▸ **PROBLEM A**
In the blog post on being both Catholic and American, how many Navy Seals does the writer say tried to take bin Laden alive?
▸ **PROBLEM B**
Resume the blog post on being both Catholic and American, starting right after its final sentence.

▸ **PAGE**
** START **

Monday, May 2, 2011

To Be Both Catholic and American

Something I've debated in my  own head from time to time. Being both Catholic and American just don't gel sometimes. Osama bin Laden's death has brought this to the forefront of my thinking today. I happened to see it come across Twitter last night, and shocked, wanting to verify, I went to They didn't have any information yet, just the banner at the top of the page announcing that the President was giving a late night television announcement. To be honest, I was terrified that there had been another terrorist attack, or some of our troops had taken such heavy losses that he felt he needed to make a special announcement. That maybe all the buzz on Twitter was just buzz created by some other, awful event.

To be totally truthful, when I heard about bin Laden, I was relieved. Then shocked that they had at last found him. Then proud. Then glad. Then, when seeing some of the people gathering places and actually celebrate, I felt uncomfortable, and had to stop and identify why this predictable reaction would make me uncomfortable.

 I think it's only natural to have mixed emotions about such a huge event. Something that quite frankly, I think needed to happen the way it did. Not one to give props to the president often (he gives himself props often enough, in my opinion), I think it did show some forethought and planning and good handling of the situation. The 24 Navy Seals did attempt to take him alive into custody, he resisted, using his own wife as a shield, which is despicable, and in the end, was killed. He had been brought to justice at that point - and I am glad about that fact. The part I am uncomfortable with is the actual celebrating. Honestly, and I think this is because I am both a Catholic and an American, I am experiencing some culture clash within my own heart.

Because I am an American, and very patriotic, my heart is glad that a monster has been brought to justice. I think the method was just, the mission was just, and it needed to happen. His body was disposed of in a just and proper manner, in accordance with his faith. In my American opinion, perhaps more than he deserved. The burial at sea, where there can be no shrine or pilgrims, was just. I am proud of the way that was handled - it shows Americans understand basic human dignity even for those who showed no mercy for others. This I can wrap my Catholic heart around.

** END **

▸ **INFORMATION PROVIDED**
** START **

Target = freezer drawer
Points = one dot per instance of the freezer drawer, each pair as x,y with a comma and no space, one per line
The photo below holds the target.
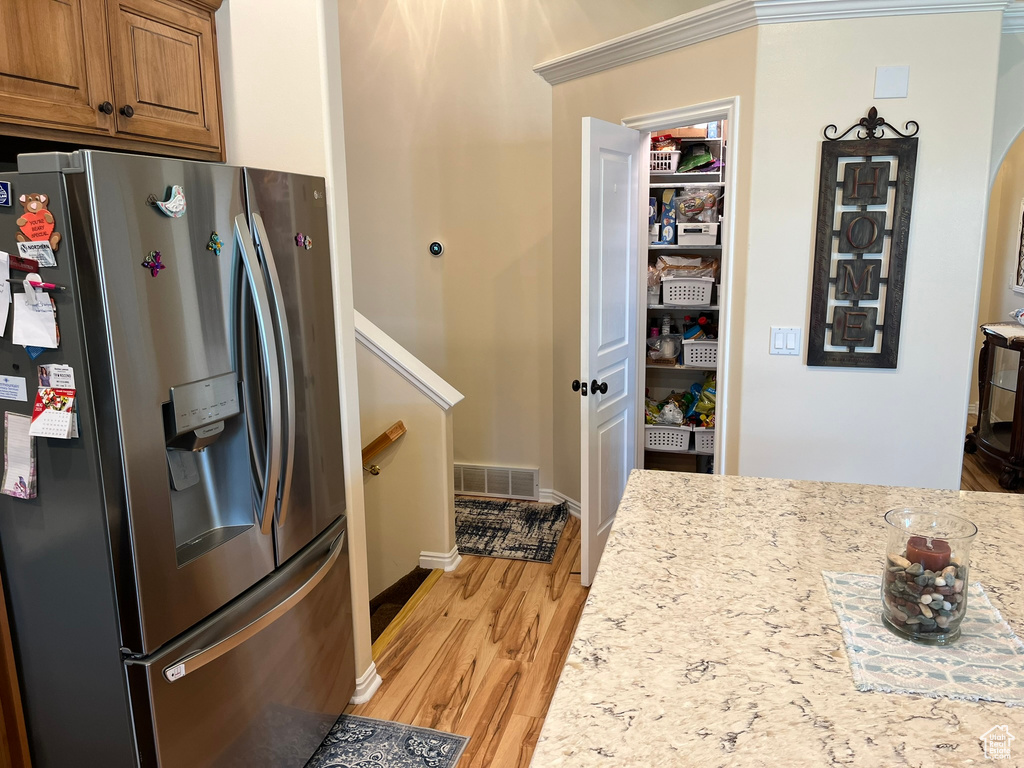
260,683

** END **

▸ **FINAL ANSWER A**
24

▸ **FINAL ANSWER B**
But the dancing in the streets? The chanting and celebrating? It gives me a moment or two of pause. How does this make us better as a nation? I can understand the need to take a moment, even appreciate what the death of Osama bin Laden means - justice. I hope that is what they are celebrating - justice, rather than death. I hope the celebrations would be the same even if he had been captured. I hope it is a sense of relief, rather than joy, that leads people to celebrate. And I hope they understand that he was only one man. There are others more than ready to take up where he left off. There will be calls now to bring our soldiers home. That the war is over, as the leader of Al Qeada is dead. I think this means we are safer. It does not mean we are safe, and for the time being, we may be in even more danger, as his followers have vowed their "revenge", incited even more, I am sure, by the clips of Americans celebrating.

I'm not sure that any of this even makes sense. So often, as a Catholic, I am called to be counter-cultural. I think this is truly one of those times. I am not at all, not one bit sad that bin Laden is dead. I don't think I need to be, as a Catholic. I think he met his just fate, the result of waging an unjust war against the US. He had to know it would happen one day. It has taken me all day, though, to feel as though I need to pray for the repose of his soul. To abandon the "let him rot in the fiery pit of hell" thoughts, and turn instead to what Christ would have wanted. I think, in my belief, at least, that he is in a moment of reckoning. Christ would not want even one of his lost sheep to face hell, though we know the "fall like snow flakes into hell". Does this man's fate burden Him? I am sure it does. His hatred for Christianity not withstanding, I am sure that the Lord wanted him for His Kingdom. Just as He wants all of us.

So, I have waged an internal war within my own heart today. Part of me thinking "Who are you?! Some bleeding heart liberal??!! Sympathy for a mass murderer who hated all you hold dear?!" To the other half of my soul thinking quite simply, "I am called to pray for this soul. I don't have to be sad that he died, but I have to pray for his soul."

You would think by the time I hit 40, I would know how I feel about things, wouldn't you? I have these same questions about capital punishment, of course, just as many Catholics do. I hold to the church's teaching, that it is not for man to decide - but it's hard. I am an American - I think justice should be served. I think it was in this instance, and now, I need to pray for the soul of the man who finally paid for his actions and his hatred.

 From the Vatican, Father Federico Lombardi, said in a brief statement this morning. Here is an English translation of his statement:
Osama bin Laden, as we all know, bore the most serious responsibility for spreading divisions and hatred among populations, causing the deaths of innumerable people, and manipulating religions for this purpose.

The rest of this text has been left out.